Task description: Duplicate the part of the data analysis notebook between "Different ways to" and "- df_sub.groupby('department_id')['order_number'].mean()", inclusive.
== Text under study
#### Python Fundamentals for Data Analysts
## 4.8: Grouping Data & Aggregating Variables

### Content

1. Aggregation on average ORDER_NUMBER GroupBy DEPARTMENT_ID
2. Aggragation on maximum ORDER_NUMBER GroupBy USER_ID
3. Using Transform to assign the new aggregation to a new column
4. Create LOYALTY flag based on max order value
5. Create Spender Flag to identify Low Spender and High Spender
6. Create Order Frequency flag to identify user’s ordering behavior
    
Different ways to do Aggregation
- df_sub.groupby('department_id').agg({'order_number': ['mean']})
- df_sub.groupby('department_id')['order_number'].mean()
- df_combined['max_order'] = df_combined.groupby(['user_id'])['order_number'].transform(np.max)

In [1]:
# Import libraries
import numpy as np
import pandas as pd
import os
from datetime import datetime

In [2]:
# Set path to access data files & Load data file
path = r'C:\Users\tsoew\OneDrive\Desktop\InstaCart Basket Analysis'

In [3]:
# Import previous version of ords_prods_combined data
df_combined = pd.read_pickle(os.path.join(path, 'Data', 'Prepared Data', 'ord_prod_combined_3.pkl'))

In [4]:
# Drop unused columns
df_combined.drop(axis=1, columns='_merge', inplace=True)

In [5]:
# Check the shape of the data
df_combined.shape

(32404859, 18)

In [6]:
# Create a subset of the dataframe
df_sub = df_combined[:1000000]

### Perform Aggregation using GROUPBY

#### Step 1: Aggregation on average ORDER_NUMBER GroupBy DEPARTMENT_ID

In [7]:
# Perform aggregation on SUBSET dataframe for AVERAGE order_number GROUPED by department_id
df_sub.groupby('department_id').agg({'order_number': ['mean']})

# In SQL would be: 
# SELECT AVG(order_number)
# GROUPBY department_id

Unnamed: 0_level_0,order_number
Unnamed: 0_level_1,mean
department_id,Unnamed: 1_level_2
1,15.577493
2,17.320781
3,16.084944
4,17.530458
5,14.763075
6,16.658449
7,17.03159
8,15.076662
9,15.44758
10,18.681852


In [8]:
# Perform a aggregation on ENTIRE dataframe for AVERAGE order_number GROUPED by department_id
df_combined.groupby('department_id').agg({'order_number': ['mean']})

Unnamed: 0_level_0,order_number
Unnamed: 0_level_1,mean
department_id,Unnamed: 1_level_2
1,15.457838
2,17.27792
3,17.170395
4,17.811403
5,15.215751
6,16.439806
7,17.225802
8,15.34065
9,15.895474
10,20.197148


**Note** There is a slightly different result between the subset and the entire dataframe calculation on the aggregation of department_id.
====
== Data to examine
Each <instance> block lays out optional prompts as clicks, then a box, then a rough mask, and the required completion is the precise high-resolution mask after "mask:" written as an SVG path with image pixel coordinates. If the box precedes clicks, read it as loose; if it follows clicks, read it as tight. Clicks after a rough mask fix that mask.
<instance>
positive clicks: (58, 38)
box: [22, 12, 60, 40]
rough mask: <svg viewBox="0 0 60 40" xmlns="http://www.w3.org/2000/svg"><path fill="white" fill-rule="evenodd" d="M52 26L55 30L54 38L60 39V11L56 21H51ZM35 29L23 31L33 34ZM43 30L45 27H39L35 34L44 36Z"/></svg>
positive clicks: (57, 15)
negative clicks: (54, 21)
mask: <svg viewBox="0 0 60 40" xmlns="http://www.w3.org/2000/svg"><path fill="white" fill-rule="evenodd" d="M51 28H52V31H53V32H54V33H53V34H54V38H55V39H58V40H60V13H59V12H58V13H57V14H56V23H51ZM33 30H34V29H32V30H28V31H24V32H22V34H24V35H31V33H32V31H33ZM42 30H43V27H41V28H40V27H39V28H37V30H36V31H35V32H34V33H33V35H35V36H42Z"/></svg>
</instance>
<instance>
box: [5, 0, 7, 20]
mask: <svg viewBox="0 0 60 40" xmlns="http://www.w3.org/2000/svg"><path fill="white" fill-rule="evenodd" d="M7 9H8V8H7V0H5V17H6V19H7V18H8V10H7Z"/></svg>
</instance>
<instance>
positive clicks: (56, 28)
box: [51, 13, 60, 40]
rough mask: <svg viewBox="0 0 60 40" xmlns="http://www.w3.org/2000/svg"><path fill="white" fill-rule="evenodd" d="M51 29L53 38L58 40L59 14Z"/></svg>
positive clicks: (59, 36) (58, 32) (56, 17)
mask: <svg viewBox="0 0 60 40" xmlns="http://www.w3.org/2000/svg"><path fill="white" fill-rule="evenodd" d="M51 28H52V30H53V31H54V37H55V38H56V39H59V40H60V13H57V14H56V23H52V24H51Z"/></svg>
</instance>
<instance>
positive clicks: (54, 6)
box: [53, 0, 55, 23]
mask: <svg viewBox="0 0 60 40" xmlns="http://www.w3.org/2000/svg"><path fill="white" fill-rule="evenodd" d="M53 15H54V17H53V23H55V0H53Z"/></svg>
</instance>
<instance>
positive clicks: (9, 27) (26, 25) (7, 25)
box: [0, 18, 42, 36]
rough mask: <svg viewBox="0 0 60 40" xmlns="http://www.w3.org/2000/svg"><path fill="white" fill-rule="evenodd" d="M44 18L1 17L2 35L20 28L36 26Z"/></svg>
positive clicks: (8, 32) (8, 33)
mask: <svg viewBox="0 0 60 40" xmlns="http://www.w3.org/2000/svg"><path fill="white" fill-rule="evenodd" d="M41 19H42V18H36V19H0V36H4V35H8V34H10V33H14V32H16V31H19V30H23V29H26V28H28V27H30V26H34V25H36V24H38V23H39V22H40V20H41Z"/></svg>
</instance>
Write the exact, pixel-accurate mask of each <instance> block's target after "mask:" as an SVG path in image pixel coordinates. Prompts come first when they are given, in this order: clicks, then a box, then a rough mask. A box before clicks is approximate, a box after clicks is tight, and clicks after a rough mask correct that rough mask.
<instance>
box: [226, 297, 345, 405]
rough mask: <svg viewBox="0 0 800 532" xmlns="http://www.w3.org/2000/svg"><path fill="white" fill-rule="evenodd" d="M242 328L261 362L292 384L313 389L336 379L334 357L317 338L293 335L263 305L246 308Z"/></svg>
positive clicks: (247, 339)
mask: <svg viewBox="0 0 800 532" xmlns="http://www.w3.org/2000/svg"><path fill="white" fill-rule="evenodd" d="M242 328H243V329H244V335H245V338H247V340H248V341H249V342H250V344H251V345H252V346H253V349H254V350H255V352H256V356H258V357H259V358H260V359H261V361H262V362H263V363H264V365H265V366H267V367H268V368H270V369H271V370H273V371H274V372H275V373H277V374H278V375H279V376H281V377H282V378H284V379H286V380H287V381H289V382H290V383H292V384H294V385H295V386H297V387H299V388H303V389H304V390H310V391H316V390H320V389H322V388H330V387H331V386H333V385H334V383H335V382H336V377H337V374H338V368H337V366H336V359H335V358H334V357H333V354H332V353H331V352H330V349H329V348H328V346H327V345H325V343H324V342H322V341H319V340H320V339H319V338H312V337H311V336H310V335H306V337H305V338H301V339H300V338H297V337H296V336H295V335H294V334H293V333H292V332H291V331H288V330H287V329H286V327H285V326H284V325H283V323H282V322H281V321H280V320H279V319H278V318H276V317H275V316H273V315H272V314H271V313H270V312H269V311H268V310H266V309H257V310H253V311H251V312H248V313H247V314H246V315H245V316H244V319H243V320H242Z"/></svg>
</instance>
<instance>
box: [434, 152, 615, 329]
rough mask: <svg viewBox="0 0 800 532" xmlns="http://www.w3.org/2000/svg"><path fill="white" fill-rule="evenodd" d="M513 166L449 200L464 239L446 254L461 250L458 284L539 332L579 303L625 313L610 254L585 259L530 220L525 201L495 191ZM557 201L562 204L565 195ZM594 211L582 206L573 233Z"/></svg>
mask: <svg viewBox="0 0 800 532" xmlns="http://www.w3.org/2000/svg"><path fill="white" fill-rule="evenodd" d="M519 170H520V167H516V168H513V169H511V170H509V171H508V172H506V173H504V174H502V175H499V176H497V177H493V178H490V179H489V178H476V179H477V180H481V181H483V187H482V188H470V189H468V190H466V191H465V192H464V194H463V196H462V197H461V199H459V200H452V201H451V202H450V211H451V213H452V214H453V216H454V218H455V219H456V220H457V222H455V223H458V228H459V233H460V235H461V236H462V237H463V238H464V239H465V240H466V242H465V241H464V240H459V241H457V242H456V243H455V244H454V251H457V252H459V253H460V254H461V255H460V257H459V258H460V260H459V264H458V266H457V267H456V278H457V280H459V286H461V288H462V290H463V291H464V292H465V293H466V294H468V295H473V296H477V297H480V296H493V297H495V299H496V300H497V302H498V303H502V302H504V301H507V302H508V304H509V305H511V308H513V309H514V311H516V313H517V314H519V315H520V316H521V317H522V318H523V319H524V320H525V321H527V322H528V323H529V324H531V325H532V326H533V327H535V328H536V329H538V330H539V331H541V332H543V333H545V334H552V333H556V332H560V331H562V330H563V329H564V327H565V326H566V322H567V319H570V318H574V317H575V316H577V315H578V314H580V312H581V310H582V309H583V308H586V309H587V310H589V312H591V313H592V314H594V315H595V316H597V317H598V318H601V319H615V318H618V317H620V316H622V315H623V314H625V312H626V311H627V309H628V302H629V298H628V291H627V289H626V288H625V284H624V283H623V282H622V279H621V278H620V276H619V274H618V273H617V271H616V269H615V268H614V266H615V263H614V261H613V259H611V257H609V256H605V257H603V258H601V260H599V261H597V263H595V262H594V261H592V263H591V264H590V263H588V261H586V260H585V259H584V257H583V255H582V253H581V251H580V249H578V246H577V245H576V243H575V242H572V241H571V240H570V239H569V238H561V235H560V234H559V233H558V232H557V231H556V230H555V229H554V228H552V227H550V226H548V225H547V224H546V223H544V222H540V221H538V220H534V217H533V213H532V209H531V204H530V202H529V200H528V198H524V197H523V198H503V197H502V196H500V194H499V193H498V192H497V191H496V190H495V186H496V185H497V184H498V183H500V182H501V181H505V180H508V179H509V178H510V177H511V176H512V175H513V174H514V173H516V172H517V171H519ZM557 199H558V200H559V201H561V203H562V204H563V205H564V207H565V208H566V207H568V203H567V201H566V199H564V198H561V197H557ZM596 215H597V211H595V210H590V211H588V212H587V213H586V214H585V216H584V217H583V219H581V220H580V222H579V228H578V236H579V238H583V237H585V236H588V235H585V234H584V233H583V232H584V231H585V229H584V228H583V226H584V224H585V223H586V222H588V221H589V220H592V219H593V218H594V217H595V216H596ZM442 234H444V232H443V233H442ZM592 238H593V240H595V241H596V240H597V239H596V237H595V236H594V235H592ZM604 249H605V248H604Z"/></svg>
====
Expected answer:
Different ways to do Aggregation
- df_sub.groupby('department_id').agg({'order_number': ['mean']})
- df_sub.groupby('department_id')['order_number'].mean()